*What is being asked:* Starting with the line that contains "Please segment every instance of the forehead." and going on through the end of the items, copy out every line, shifting each coordinate value in the polygon outlines by -25.
━━ Recorded data ━━
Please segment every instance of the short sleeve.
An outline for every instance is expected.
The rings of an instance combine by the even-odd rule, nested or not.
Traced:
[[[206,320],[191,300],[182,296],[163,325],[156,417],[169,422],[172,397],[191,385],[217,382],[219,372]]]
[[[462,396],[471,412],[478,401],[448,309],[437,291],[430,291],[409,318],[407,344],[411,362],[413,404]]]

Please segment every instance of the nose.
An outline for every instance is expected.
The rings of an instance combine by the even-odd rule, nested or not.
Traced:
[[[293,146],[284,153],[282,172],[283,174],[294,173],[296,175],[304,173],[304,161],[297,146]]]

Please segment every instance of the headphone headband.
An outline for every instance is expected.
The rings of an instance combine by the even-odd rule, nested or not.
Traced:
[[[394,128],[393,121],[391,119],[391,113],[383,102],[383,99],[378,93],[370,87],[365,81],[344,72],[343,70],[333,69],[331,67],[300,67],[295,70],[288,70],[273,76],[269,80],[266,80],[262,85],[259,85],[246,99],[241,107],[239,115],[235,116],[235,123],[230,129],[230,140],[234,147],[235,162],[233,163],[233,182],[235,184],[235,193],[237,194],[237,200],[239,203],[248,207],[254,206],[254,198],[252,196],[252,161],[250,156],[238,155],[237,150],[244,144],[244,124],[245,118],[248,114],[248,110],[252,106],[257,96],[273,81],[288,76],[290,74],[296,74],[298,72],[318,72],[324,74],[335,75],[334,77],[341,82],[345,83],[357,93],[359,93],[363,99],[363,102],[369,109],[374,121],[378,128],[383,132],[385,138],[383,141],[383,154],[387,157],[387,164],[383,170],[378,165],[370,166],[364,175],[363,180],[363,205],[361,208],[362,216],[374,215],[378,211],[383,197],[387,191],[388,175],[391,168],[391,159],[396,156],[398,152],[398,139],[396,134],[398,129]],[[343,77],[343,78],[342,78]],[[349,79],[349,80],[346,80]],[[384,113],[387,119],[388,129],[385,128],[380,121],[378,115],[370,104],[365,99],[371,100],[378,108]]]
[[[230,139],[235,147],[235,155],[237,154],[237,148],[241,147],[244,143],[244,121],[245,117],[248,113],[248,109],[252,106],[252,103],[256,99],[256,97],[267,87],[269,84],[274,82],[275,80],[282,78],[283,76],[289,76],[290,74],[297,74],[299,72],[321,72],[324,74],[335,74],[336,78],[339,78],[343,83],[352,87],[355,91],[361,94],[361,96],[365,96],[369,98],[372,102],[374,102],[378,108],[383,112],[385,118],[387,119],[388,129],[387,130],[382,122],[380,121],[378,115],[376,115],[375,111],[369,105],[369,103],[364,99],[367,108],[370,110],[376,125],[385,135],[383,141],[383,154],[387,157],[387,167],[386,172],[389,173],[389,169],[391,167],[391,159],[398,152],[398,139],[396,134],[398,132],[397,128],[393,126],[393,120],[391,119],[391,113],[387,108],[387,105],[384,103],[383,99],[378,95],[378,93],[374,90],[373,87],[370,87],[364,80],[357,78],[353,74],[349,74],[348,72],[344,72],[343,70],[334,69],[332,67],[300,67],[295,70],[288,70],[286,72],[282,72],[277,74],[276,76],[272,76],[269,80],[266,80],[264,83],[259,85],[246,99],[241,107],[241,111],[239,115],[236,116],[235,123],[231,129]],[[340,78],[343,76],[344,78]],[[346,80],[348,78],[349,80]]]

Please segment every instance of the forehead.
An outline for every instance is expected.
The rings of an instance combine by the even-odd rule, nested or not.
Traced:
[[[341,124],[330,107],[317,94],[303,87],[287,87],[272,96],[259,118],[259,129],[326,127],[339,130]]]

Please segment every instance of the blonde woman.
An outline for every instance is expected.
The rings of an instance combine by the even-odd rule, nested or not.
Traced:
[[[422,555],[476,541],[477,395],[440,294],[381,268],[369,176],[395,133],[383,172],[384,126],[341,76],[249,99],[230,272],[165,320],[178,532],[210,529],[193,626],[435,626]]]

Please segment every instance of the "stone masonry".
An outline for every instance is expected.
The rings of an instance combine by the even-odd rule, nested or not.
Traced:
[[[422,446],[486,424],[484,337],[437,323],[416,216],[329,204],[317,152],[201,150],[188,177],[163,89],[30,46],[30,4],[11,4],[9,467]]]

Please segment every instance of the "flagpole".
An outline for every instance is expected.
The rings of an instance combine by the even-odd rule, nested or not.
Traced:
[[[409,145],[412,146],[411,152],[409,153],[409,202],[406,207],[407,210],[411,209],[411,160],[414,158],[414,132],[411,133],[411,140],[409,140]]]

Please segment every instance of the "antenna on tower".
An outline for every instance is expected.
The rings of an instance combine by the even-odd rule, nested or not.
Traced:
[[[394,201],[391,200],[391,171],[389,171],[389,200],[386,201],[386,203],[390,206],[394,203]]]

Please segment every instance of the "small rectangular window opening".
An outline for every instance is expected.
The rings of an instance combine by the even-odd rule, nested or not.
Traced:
━━━
*Correct output:*
Please segment every instance of the forehead.
An outline for every instance is expected.
The rings of an instance combine by the even-odd rule, nested or not.
Traced:
[[[316,99],[305,82],[292,69],[278,62],[262,62],[247,71],[234,93],[234,104],[301,102],[314,105]]]

Please segment every instance of the blonde woman.
An outline for every instance is expected.
The rings of an instance combine by the even-odd rule, nested or not.
Traced:
[[[397,530],[451,516],[452,370],[415,269],[356,243],[344,151],[370,108],[358,147],[359,101],[316,51],[224,74],[205,247],[140,295],[153,507],[185,504],[168,601],[410,601]]]

Please segment every instance of the "stone masonry".
An outline for every instance is expected.
The rings of an instance combine by the even-odd rule, nested or not.
Traced:
[[[397,421],[461,399],[459,312],[412,298],[391,191],[304,179],[292,127],[176,125],[163,152],[138,64],[5,21],[5,-21],[-14,-21],[-16,442]]]

Please segment every instance of the "flagpole".
An outline for every instance is expected.
The rings of an instance combine by the even-odd rule, nested or not.
Traced:
[[[384,120],[387,121],[386,127],[384,128],[384,177],[381,182],[382,185],[386,184],[386,135],[389,133],[389,107],[386,108],[386,115],[384,115]]]

Please segment every instance of the "antenna on tower".
An outline for every instance is expected.
The rings of an instance combine by the even-odd rule, nested or not.
Traced:
[[[369,176],[366,175],[366,146],[364,146],[364,175],[361,176],[361,178],[365,181],[369,178]]]

Please segment every instance of the "small rectangular window opening".
An outline for every instance is expected.
The rings of an instance combine by the even-odd rule, nested or not.
Traced:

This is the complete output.